───── ENREGISTREMENTS DE DONNÉES

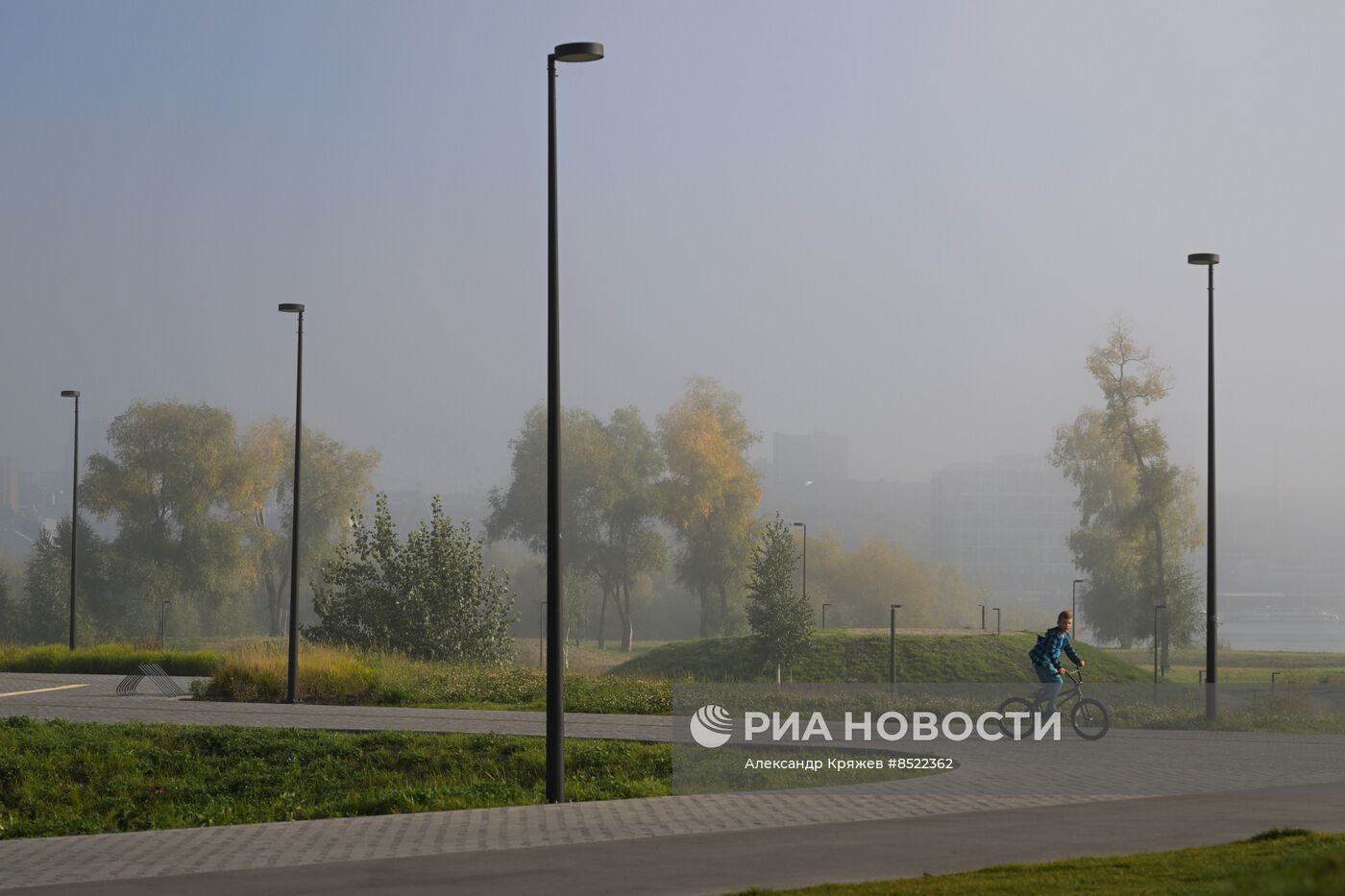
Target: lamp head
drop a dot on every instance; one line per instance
(584, 51)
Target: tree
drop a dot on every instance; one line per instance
(336, 479)
(627, 509)
(432, 596)
(43, 615)
(608, 502)
(1137, 510)
(780, 617)
(167, 480)
(710, 494)
(863, 584)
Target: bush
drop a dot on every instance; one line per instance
(430, 596)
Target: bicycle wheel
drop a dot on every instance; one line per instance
(1089, 718)
(1015, 705)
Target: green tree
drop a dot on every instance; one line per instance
(780, 617)
(1137, 510)
(627, 510)
(609, 503)
(168, 479)
(43, 614)
(335, 479)
(430, 596)
(710, 494)
(861, 584)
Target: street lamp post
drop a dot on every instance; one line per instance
(892, 647)
(163, 623)
(1073, 603)
(1157, 607)
(541, 635)
(1210, 260)
(292, 685)
(554, 634)
(806, 563)
(74, 513)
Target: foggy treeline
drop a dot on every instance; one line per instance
(659, 523)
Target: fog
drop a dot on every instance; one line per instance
(904, 224)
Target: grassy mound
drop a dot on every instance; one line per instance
(367, 678)
(107, 660)
(844, 657)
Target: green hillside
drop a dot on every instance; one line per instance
(843, 657)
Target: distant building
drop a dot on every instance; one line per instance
(1005, 525)
(811, 458)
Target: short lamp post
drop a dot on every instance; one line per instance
(74, 513)
(1157, 607)
(892, 647)
(292, 684)
(804, 526)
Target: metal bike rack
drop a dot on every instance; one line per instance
(157, 674)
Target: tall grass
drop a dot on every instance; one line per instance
(107, 660)
(353, 677)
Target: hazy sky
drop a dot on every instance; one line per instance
(904, 222)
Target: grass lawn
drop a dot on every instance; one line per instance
(1244, 666)
(107, 660)
(846, 657)
(1281, 862)
(367, 678)
(84, 778)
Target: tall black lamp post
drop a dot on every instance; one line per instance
(804, 526)
(1157, 607)
(292, 690)
(554, 634)
(1210, 260)
(74, 513)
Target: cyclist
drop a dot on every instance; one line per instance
(1045, 655)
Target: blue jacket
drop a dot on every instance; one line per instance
(1046, 653)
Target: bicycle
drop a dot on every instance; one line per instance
(1088, 717)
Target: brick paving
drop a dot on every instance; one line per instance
(1126, 764)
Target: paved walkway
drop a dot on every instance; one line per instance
(991, 777)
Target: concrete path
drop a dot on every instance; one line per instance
(1022, 779)
(726, 861)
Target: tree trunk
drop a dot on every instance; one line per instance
(627, 623)
(601, 623)
(723, 608)
(1161, 586)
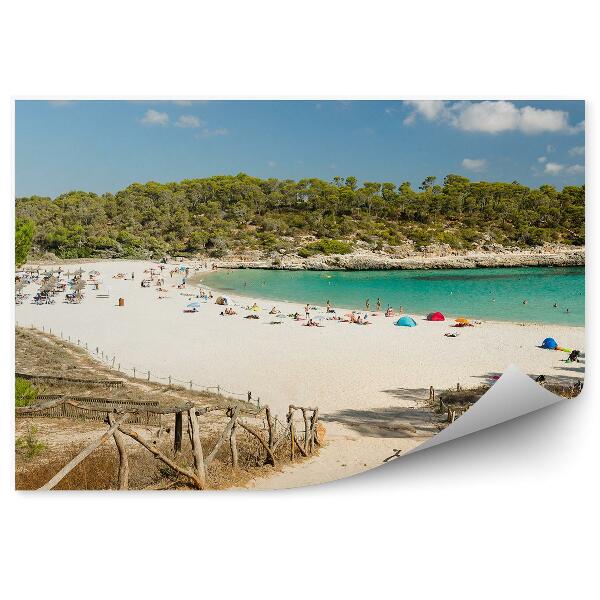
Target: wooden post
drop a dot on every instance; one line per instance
(291, 422)
(314, 421)
(178, 432)
(82, 455)
(123, 458)
(305, 429)
(194, 429)
(270, 425)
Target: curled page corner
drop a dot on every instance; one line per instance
(513, 395)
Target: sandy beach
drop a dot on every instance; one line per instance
(362, 378)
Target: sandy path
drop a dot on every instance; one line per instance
(361, 377)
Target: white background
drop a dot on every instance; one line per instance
(507, 513)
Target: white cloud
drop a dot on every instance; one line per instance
(575, 169)
(474, 164)
(429, 109)
(212, 132)
(153, 117)
(491, 116)
(189, 121)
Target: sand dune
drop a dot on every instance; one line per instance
(361, 377)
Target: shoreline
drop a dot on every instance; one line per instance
(195, 281)
(366, 261)
(367, 381)
(363, 260)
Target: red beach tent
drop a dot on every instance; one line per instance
(437, 316)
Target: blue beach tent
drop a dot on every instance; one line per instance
(406, 321)
(549, 344)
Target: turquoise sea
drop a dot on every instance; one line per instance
(496, 294)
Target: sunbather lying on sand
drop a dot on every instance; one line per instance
(311, 323)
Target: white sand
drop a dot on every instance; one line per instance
(337, 367)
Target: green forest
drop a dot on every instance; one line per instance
(219, 215)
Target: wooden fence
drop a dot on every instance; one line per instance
(111, 383)
(305, 439)
(94, 409)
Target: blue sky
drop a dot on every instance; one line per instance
(103, 146)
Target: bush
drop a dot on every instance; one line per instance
(325, 247)
(25, 393)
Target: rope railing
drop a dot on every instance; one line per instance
(110, 361)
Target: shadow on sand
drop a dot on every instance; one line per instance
(391, 421)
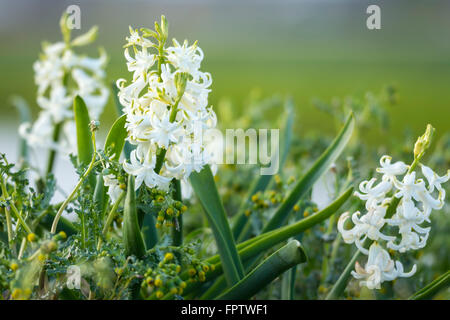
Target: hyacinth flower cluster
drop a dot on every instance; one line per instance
(60, 75)
(166, 105)
(413, 199)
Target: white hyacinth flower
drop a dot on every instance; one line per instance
(379, 268)
(166, 104)
(60, 75)
(413, 210)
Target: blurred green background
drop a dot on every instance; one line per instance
(303, 48)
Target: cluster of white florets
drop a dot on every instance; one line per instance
(60, 75)
(166, 105)
(417, 200)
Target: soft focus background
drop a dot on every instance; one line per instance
(302, 48)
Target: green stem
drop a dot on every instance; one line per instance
(177, 232)
(112, 214)
(74, 191)
(9, 227)
(13, 207)
(110, 218)
(52, 154)
(256, 245)
(341, 283)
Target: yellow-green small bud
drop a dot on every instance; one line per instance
(31, 237)
(423, 142)
(168, 256)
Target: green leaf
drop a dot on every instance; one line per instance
(132, 237)
(280, 261)
(257, 245)
(205, 188)
(116, 137)
(341, 283)
(320, 166)
(432, 288)
(24, 116)
(84, 136)
(241, 227)
(100, 200)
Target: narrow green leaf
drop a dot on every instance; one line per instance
(100, 195)
(241, 224)
(320, 166)
(341, 283)
(430, 290)
(177, 231)
(280, 261)
(84, 140)
(116, 137)
(206, 191)
(132, 237)
(23, 109)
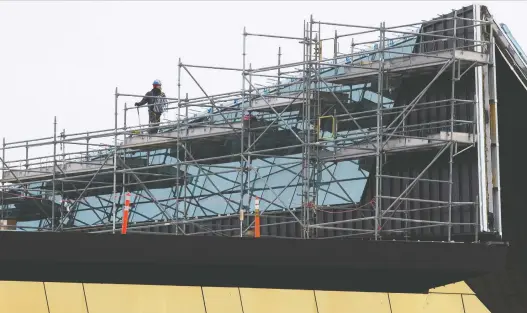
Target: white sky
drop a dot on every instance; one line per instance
(65, 59)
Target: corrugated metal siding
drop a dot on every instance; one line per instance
(507, 291)
(428, 43)
(465, 171)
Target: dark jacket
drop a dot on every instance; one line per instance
(155, 92)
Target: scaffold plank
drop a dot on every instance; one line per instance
(407, 64)
(397, 145)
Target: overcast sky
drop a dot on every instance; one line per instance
(65, 59)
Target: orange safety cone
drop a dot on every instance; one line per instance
(125, 213)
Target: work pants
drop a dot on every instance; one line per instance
(154, 119)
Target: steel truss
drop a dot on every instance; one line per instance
(311, 138)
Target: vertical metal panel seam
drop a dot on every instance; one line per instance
(241, 300)
(203, 298)
(85, 298)
(46, 296)
(315, 297)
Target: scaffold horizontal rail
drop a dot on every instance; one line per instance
(407, 64)
(398, 145)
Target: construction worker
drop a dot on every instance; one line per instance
(155, 105)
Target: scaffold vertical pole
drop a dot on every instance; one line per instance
(242, 165)
(124, 161)
(451, 152)
(378, 153)
(279, 69)
(3, 171)
(178, 148)
(54, 173)
(114, 196)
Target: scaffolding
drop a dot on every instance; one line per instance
(320, 113)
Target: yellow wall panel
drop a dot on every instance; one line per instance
(22, 297)
(473, 305)
(65, 298)
(104, 298)
(430, 303)
(277, 301)
(352, 302)
(459, 287)
(222, 300)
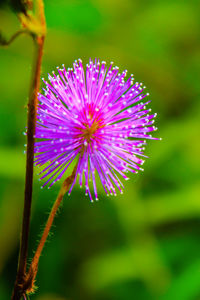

──────────

Recopiez mot pour mot l'ensemble des enregistrements ci-dessus, sans reprendre les images dans votre réponse.

Target: lamp head
drop a dot on every instance; one line per instance
(584, 51)
Target: tree
drop a dot on every instance; one line per instance
(336, 479)
(627, 509)
(432, 596)
(43, 615)
(608, 502)
(1137, 510)
(780, 617)
(167, 480)
(710, 494)
(863, 584)
Target: bush
drop a dot on every instance; one line per instance
(430, 596)
Target: bicycle wheel
drop a dot on every instance; one line per instance
(1089, 718)
(1015, 705)
Target: green tree
drop a dot on every instance; one line per instance
(780, 617)
(1137, 510)
(627, 510)
(609, 503)
(168, 479)
(43, 614)
(335, 479)
(430, 596)
(710, 494)
(861, 584)
Target: street lamp post
drop a dot on every instance; one line per instance
(892, 647)
(163, 623)
(1073, 603)
(1157, 607)
(541, 635)
(1210, 260)
(292, 685)
(554, 634)
(806, 563)
(74, 513)
Target: foggy treeline
drop a dot on every instance; one line per instance
(659, 523)
Target: fog
drop a dot on every instance; one line per instance
(904, 224)
Target: grassy mound
drop a dot on every instance; one line per instance
(367, 678)
(107, 660)
(844, 657)
Target: green hillside
drop a dot on every instance; one line per instance
(843, 657)
Target: distant building
drop a dot on every instance; one line per instance
(1005, 525)
(811, 458)
Target: short lamp post
drop a dot on every instance; one line per instance
(74, 513)
(1157, 607)
(892, 647)
(292, 684)
(804, 526)
Target: metal bike rack
drop a dot on every instance; one line per instance
(157, 674)
Target: tall grass
drop a dot on every instance; one line per instance
(107, 660)
(353, 677)
Target: hazy sky
drop a dot on every instance; one line per instance
(904, 222)
Target: grass lawn
drop a dot on every instance; one line per instance
(1244, 666)
(107, 660)
(846, 657)
(1281, 862)
(367, 678)
(84, 778)
Target: tall black lamp post
drop a dot on every instance; one line per instance
(804, 526)
(1157, 607)
(292, 690)
(554, 634)
(1210, 260)
(74, 513)
Target: cyclist
drop a dot on every instance; one line per instance
(1045, 655)
Target: blue jacket
drop a dot on every instance; one line per instance
(1046, 653)
Target: bicycle
drop a dot on every instance; one line per instance
(1088, 717)
Target: brick paving
drop a dot on every instance; one line per instance
(1126, 764)
Target: paved walkway
drop a dot on every instance; one line per instance
(991, 777)
Target: concrete path
drop a dot on every instance; one line per instance
(1022, 779)
(726, 861)
Target: tree trunk
drop a dot on every instance; one line per instance
(627, 623)
(601, 623)
(723, 608)
(1161, 586)
Target: wooden post
drop a dot on every instance; one line per instance
(291, 422)
(314, 421)
(178, 432)
(82, 455)
(123, 458)
(305, 429)
(194, 429)
(270, 425)
Target: curled page corner
drop a dot on every instance; one line per instance
(513, 395)
Target: sandy beach
drop a dot on every instance; one line per instance
(362, 378)
Target: sandy path
drop a dot on every instance; one line per instance
(361, 377)
Target: white background
drop a dot on every instance; one line per instance
(507, 513)
Target: white cloud
drop a dot on every instance; one line per instance
(575, 169)
(474, 164)
(429, 109)
(212, 132)
(153, 117)
(491, 116)
(189, 121)
Target: sand dune
drop a dot on every instance; one line per instance
(361, 377)
Target: shoreline
drop a dot on every instance; one line per instance
(195, 281)
(366, 261)
(367, 381)
(363, 260)
Target: red beach tent
drop a dot on every instance; one line per instance
(437, 316)
Target: blue beach tent
drop a dot on every instance; one line per instance
(406, 321)
(549, 344)
Target: turquoise sea
drop a dot on every instance; one line per instance
(496, 294)
Target: sunbather lying on sand
drop a dot on every instance; one line per instance
(311, 323)
Target: white sand
drop a dot on every instance; one line per instance
(337, 367)
Target: green forest
drop a dot on every instance; one line per instance
(219, 215)
Target: wooden fence
drop a dot on every instance; one line per instance
(111, 383)
(305, 439)
(94, 409)
Target: blue sky
drop a dot on every instance; one line per instance
(103, 146)
Target: bush
drop a dot on every instance; one line per instance
(325, 247)
(25, 393)
Target: rope railing
drop a dot on every instance; one line per instance
(110, 361)
Target: shadow on sand
drop a dot on every instance; one line per instance
(391, 421)
Target: hyacinth flower cluster
drop a dot on every instance; one line per instance
(60, 75)
(166, 105)
(413, 199)
Target: white hyacinth flower
drop a dot on every instance; one line per instance
(379, 268)
(166, 104)
(60, 75)
(413, 210)
Target: blurred green background
drop a dot on every instance; one line per instance
(303, 48)
Target: cluster of white florets
drop a dot on every instance; one line per instance
(60, 75)
(166, 105)
(417, 200)
Target: soft focus background
drop a dot on every instance; one line per instance
(302, 48)
Target: green stem
drop a dot on every instance; one line per instance
(177, 232)
(112, 214)
(74, 191)
(9, 227)
(13, 207)
(110, 218)
(52, 154)
(256, 245)
(341, 283)
Target: yellow-green small bud
drop a dot on every instance; one line per instance
(31, 237)
(423, 142)
(168, 256)
Target: green leaf
drop a dot on every instance; one line per instance
(132, 237)
(280, 261)
(257, 245)
(205, 188)
(116, 137)
(341, 283)
(320, 166)
(432, 288)
(24, 116)
(84, 136)
(241, 227)
(100, 200)
Target: narrow green leaf
drop a dot on every instance; one line per instance
(100, 195)
(241, 224)
(320, 166)
(341, 283)
(430, 290)
(177, 231)
(280, 261)
(84, 140)
(116, 137)
(206, 191)
(132, 237)
(23, 109)
Target: white sky
drop a dot on every instance; one line per instance
(65, 59)
Target: corrugated metal siding
drop a dot on every instance; one line per instance
(507, 291)
(428, 43)
(465, 171)
Target: dark jacket
drop a dot on every instance; one line per instance
(155, 92)
Target: scaffold plank
drop a dot on every instance; one line per instance
(407, 64)
(397, 145)
Target: overcast sky
drop a dot on every instance; one line per instance
(65, 59)
Target: orange safety cone
drop a dot on every instance; one line per instance
(125, 213)
Target: work pants
drop a dot on every instance; one line per instance
(154, 119)
Target: steel truss
drop a dot on every instance; one line per instance
(311, 138)
Target: vertical metal panel seam
drop a dot on every instance; one line per instance
(241, 300)
(203, 298)
(85, 298)
(46, 296)
(315, 297)
Target: scaffold horizontal rail
drop a dot on every instance; one line per instance
(407, 64)
(398, 145)
Target: construction worker
drop a dot on every instance; one line per instance
(155, 105)
Target: scaffold vertical pole
drop a dot on every instance; one line per instance
(242, 165)
(124, 161)
(451, 152)
(378, 153)
(279, 69)
(3, 171)
(178, 148)
(54, 173)
(114, 196)
Target: scaffolding
drop a dot on every instance; one line per instance
(320, 113)
Target: yellow wall panel
drop a dot on every instance; one line per instance
(22, 297)
(473, 305)
(65, 298)
(104, 298)
(430, 303)
(277, 301)
(352, 302)
(459, 287)
(222, 300)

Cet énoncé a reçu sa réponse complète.